Tarefa 1: Reescreva como lista JSON de strings, uma por linha e sem as linhas em branco, apenas as linhas dos registos que começam na que contém "the roof rack" e terminam na que contém "[[299, 195]]", ambas incluídas.

Texto fornecido:
Apresente-se sucintamente e não deixe de destacar o seu papel quanto ao FIMFA.
Falar
de mim é complicado… mas aqui vai! Neste momento a minha vida gira em
torno do teatro de marionetas! Até nos meus sonhos estão presentes! Mas
nem sempre foi assim… ou se calhar até foi! Desde muito pequena que me
lembro que adorava brincar com as minhas mãos e com todo o tipo de
objetos... Com as minhas mãos gostava de imaginar histórias de cowboys e
ladrões, durante passeios semanais no banco de trás do carro… parece
estranho, mas é verdade… Também adorava as tardes intermináveis de
filmes a preto e branco na televisão, especialmente os musicais com Fred
Astaire e Ginger Rogers, os quais recriava com as famosas Tuxas… Mas do
que eu gostava mesmo era dos programas do Vasco Granja e a adoração
suprema, os Marretas! E de teatro.
Não perdia a
oportunidade de participar em todos os projetos na escola e mais tarde
no Liceu. Outra grande paixão era História, ou melhor, Arqueologia. Fiz o
curso de história e participei em muitas escavações arqueológicas.
Dividia este projeto com o teatro de marionetas, mas chegou uma altura
em que tinha de escolher, já não dava para conciliar… escolhi o mundo
onde tudo é possível! Em 1993 criei juntamente com o Luís Vieira a
companhia A Tarumba - Teatro de Marionetas e num ápice, zás! Já passaram
19 anos! No projeto da Tarumba faz parte o FIMFA, que ocupa um papel
muito importante no trabalho da companhia. Partilho com o Luís a direção
artística e um sem número de tarefas… acho que o FIMFA só é possível
porque nos empenhamos verdadeiramente de alma e coração em partilhar com
Lisboa este universo e estes seres com os quais nos identificamos…
Como
é dirigir artisticamente um Festival desta dimensão, com o envolvimento
que tem com os agentes culturais da cidade e que já vai na décima
segunda edição? Dezassete dias de programação também é de fôlego -
esperam que o público seja ainda mais participativo que no ano passado.
É
verdade, o FIMFA já vai na décima segunda edição… Dirigir o FIMFA é uma
tarefa e uma responsabilidade gigantesca que nos ocupa o ano inteiro,
para além das produções e outros projetos da Tarumba. É fantástico
podermos ter o envolvimento que temos com os agentes culturais da cidade
pelos quais nos sentimos acarinhados e nos dá ainda uma
responsabilidade acrescida, para mantermos a qualidade artística e a
capacidade de surpresa, sem eles não seria possível manter o festival.
Este
ano temos um novo parceiro, o Teatro São Luiz, para além do Museu da
Marioneta, do Teatro Maria Matos, do Teatro Nacional D. Maria II e do
Centro Cultural de Belém. Vamos ainda apresentar espetáculos no nosso
espaço, no CAMa - Centro de Artes da Marioneta, na Galeria Boavista e no
Jardim da Estrela. Para além de Lisboa, este ano realizamos duas
extensões do FIMFA ao Teatro Municipal da Guarda e em Montemor-o-Novo,
no Espaço do Tempo. Vão ser dezassete dias super intensos e esperamos
sinceramente que o público continue a aderir ao FIMFA, que continue a
esgotar as diversas salas e a participar efusivamente nas diversas
actividades.

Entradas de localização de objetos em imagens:
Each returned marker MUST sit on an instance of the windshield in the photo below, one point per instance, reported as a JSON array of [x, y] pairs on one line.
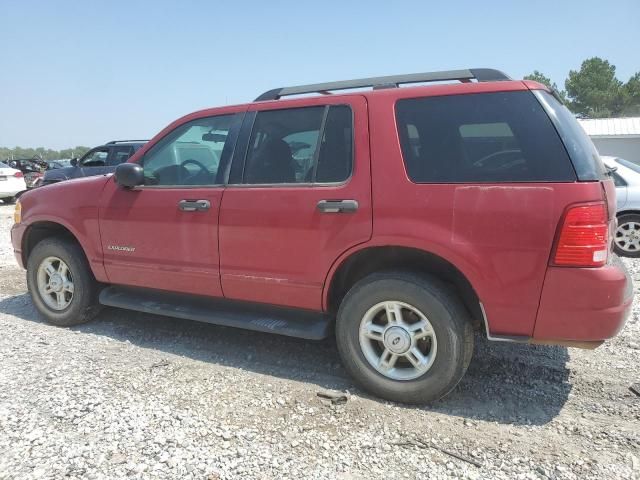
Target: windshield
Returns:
[[628, 164]]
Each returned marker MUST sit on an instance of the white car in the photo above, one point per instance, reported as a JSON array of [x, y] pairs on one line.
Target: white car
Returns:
[[626, 176], [11, 183]]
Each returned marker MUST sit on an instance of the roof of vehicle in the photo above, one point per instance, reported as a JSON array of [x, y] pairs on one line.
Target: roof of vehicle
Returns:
[[390, 81], [126, 142], [611, 127]]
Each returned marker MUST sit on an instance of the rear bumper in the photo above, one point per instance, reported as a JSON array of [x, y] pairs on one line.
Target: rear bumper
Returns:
[[17, 231], [584, 304]]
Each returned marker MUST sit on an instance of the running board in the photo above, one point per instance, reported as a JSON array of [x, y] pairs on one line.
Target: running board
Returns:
[[250, 316]]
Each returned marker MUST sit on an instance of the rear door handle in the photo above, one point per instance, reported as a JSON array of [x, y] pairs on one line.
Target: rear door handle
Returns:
[[337, 206], [194, 205]]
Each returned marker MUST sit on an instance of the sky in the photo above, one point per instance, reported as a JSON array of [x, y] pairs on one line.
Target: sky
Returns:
[[85, 72]]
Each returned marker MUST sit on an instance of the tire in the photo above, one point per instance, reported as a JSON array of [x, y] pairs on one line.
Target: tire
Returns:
[[451, 343], [82, 302], [626, 239]]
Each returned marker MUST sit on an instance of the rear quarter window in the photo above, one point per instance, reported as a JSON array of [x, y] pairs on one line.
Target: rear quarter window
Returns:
[[480, 138]]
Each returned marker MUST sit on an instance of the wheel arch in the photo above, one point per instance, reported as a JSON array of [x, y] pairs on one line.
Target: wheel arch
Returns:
[[358, 264], [42, 229], [627, 212]]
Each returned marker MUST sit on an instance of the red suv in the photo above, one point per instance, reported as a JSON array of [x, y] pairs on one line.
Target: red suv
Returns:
[[400, 218]]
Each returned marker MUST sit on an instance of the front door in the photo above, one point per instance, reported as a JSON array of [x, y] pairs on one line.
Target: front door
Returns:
[[300, 197], [164, 234]]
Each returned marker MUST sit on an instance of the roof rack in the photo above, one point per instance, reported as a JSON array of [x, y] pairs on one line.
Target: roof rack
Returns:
[[391, 81], [124, 141]]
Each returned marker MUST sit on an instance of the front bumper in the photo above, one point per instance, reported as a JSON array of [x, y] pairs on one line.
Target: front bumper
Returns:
[[584, 304]]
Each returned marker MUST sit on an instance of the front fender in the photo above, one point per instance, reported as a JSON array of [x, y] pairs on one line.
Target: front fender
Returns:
[[74, 206]]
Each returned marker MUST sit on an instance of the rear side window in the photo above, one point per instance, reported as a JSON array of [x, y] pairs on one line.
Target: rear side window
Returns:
[[488, 137], [582, 151], [300, 145]]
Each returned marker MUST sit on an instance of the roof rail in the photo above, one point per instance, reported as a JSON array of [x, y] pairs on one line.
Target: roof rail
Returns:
[[391, 81], [124, 141]]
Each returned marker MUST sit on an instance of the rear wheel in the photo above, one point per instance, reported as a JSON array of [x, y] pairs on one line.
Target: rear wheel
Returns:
[[61, 283], [627, 236], [404, 337]]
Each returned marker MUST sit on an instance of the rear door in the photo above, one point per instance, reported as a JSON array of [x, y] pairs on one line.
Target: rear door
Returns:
[[299, 195]]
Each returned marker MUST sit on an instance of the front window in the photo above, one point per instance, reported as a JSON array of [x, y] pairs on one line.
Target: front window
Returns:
[[190, 155], [96, 158], [120, 155]]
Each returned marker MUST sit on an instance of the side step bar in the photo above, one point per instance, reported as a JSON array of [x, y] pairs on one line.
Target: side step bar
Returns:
[[250, 316]]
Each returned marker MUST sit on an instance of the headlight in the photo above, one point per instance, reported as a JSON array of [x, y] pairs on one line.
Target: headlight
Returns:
[[17, 213]]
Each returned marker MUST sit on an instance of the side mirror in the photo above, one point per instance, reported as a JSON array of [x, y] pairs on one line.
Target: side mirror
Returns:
[[129, 175]]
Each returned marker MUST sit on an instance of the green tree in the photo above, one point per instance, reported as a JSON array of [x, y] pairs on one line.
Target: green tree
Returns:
[[594, 90], [631, 92], [539, 77], [41, 153]]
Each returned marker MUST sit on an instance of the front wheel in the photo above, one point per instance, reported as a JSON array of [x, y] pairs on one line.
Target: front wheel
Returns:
[[404, 337], [627, 237], [61, 283]]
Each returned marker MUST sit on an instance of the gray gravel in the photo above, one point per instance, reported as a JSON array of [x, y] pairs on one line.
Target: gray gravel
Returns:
[[138, 396]]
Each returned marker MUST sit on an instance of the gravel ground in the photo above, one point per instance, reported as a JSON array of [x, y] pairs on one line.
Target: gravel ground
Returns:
[[138, 396]]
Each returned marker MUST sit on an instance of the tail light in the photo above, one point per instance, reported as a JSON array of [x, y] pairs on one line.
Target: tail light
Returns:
[[584, 237]]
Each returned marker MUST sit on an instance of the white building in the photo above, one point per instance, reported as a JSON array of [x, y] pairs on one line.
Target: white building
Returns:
[[617, 137]]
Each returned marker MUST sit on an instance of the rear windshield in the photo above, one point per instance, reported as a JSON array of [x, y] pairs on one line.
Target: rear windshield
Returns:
[[487, 137], [583, 153]]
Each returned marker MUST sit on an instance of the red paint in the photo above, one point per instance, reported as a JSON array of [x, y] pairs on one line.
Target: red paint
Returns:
[[270, 244], [275, 246]]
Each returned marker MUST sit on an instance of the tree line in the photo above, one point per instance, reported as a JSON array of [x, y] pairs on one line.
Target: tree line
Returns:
[[41, 153], [593, 91]]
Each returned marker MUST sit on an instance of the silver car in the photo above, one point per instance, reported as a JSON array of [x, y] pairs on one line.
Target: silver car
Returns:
[[626, 176]]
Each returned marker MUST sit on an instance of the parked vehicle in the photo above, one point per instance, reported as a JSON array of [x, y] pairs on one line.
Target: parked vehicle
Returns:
[[626, 176], [31, 168], [97, 161], [61, 163], [11, 183], [399, 218]]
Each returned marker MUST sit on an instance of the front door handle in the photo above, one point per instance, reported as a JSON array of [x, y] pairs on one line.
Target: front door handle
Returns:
[[194, 205], [337, 206]]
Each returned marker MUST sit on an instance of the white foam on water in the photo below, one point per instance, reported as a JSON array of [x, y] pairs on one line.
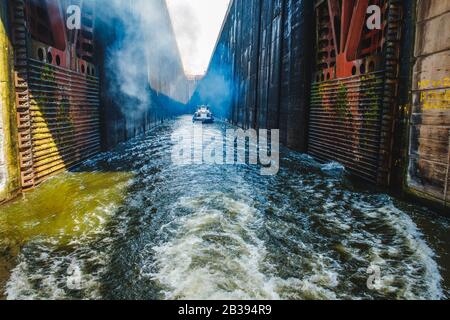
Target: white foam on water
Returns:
[[216, 254], [418, 271]]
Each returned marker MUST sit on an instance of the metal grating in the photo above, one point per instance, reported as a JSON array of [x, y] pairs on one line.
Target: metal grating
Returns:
[[353, 95], [57, 109]]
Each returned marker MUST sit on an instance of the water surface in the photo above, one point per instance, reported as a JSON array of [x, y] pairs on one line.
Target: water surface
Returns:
[[128, 224]]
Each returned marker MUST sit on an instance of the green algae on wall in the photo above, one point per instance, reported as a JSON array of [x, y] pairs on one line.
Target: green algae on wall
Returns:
[[69, 207]]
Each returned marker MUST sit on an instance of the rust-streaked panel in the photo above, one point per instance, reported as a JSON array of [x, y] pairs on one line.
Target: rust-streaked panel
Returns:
[[355, 87]]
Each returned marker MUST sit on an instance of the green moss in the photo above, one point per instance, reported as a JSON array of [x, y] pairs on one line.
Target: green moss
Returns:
[[65, 208]]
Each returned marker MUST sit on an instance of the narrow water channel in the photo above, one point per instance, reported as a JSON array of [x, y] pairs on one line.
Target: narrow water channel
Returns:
[[128, 224]]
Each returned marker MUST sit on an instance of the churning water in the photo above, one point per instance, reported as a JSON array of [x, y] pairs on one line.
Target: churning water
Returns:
[[130, 225]]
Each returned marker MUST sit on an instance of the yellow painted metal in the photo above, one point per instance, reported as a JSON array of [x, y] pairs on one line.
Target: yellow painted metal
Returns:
[[8, 124]]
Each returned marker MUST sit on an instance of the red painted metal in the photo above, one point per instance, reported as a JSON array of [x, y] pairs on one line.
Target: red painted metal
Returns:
[[354, 90]]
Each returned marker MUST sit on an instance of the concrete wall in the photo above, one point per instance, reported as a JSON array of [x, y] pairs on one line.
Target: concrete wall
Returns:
[[260, 70], [429, 153]]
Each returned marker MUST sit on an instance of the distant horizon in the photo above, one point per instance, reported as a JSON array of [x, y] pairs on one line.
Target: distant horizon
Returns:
[[197, 25]]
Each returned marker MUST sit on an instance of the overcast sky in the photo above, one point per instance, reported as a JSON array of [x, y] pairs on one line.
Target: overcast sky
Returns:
[[197, 25]]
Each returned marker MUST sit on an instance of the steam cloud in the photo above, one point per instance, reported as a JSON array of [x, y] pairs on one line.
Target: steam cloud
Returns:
[[144, 53]]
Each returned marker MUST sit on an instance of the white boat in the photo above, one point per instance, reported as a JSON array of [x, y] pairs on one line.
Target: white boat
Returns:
[[204, 115]]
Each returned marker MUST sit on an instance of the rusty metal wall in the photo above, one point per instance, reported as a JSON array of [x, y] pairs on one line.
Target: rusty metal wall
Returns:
[[263, 66], [159, 77], [353, 98], [429, 152], [56, 87]]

Tarefa 2: Imprima, sem qualquer alteração, o trecho do texto sobre o FIMFA que começa em "Apresente-se sucintamente e" e termina em "E de teatro.".

Resposta completa 1:
[
  "Each returned marker MUST sit on an instance of the roof rack in the photo above, one point per instance, reported as a JSON array of [x, y] pairs on one line.",
  "Target: roof rack",
  "Returns:",
  "[[391, 81], [124, 141]]",
  "Each returned marker MUST sit on an instance of the front bumper in the photo above, one point per instance, reported as a JSON array of [x, y] pairs on one line.",
  "Target: front bumper",
  "Returns:",
  "[[584, 304]]",
  "Each returned marker MUST sit on an instance of the front fender in the photo above, one point per instance, reported as a JSON array of [x, y] pairs on one line.",
  "Target: front fender",
  "Returns:",
  "[[74, 206]]",
  "Each returned marker MUST sit on an instance of the rear side window in the photo above, one point per instance, reported as a JSON array of [x, y] pairs on one line.",
  "Target: rear side window",
  "Returns:",
  "[[488, 137], [582, 151], [300, 145]]",
  "Each returned marker MUST sit on an instance of the roof rail in the photo above, one point per instance, reported as a JSON array of [x, y] pairs on one line.",
  "Target: roof rail",
  "Returns:",
  "[[391, 81], [124, 141]]",
  "Each returned marker MUST sit on an instance of the rear wheel in the photo above, one point per instance, reported as a JSON array of [x, y] pairs on one line.",
  "Target: rear wheel",
  "Returns:",
  "[[61, 283], [627, 236], [404, 337]]",
  "Each returned marker MUST sit on an instance of the rear door in the photo above, one point per instance, reported as a JSON array of [x, y] pairs on one line.",
  "Target: rear door",
  "Returns:",
  "[[299, 195]]"
]

Resposta completa 2:
Apresente-se sucintamente e não deixe de destacar o seu papel quanto ao FIMFA.
Falar
de mim é complicado… mas aqui vai! Neste momento a minha vida gira em
torno do teatro de marionetas! Até nos meus sonhos estão presentes! Mas
nem sempre foi assim… ou se calhar até foi! Desde muito pequena que me
lembro que adorava brincar com as minhas mãos e com todo o tipo de
objetos... Com as minhas mãos gostava de imaginar histórias de cowboys e
ladrões, durante passeios semanais no banco de trás do carro… parece
estranho, mas é verdade… Também adorava as tardes intermináveis de
filmes a preto e branco na televisão, especialmente os musicais com Fred
Astaire e Ginger Rogers, os quais recriava com as famosas Tuxas… Mas do
que eu gostava mesmo era dos programas do Vasco Granja e a adoração
suprema, os Marretas! E de teatro.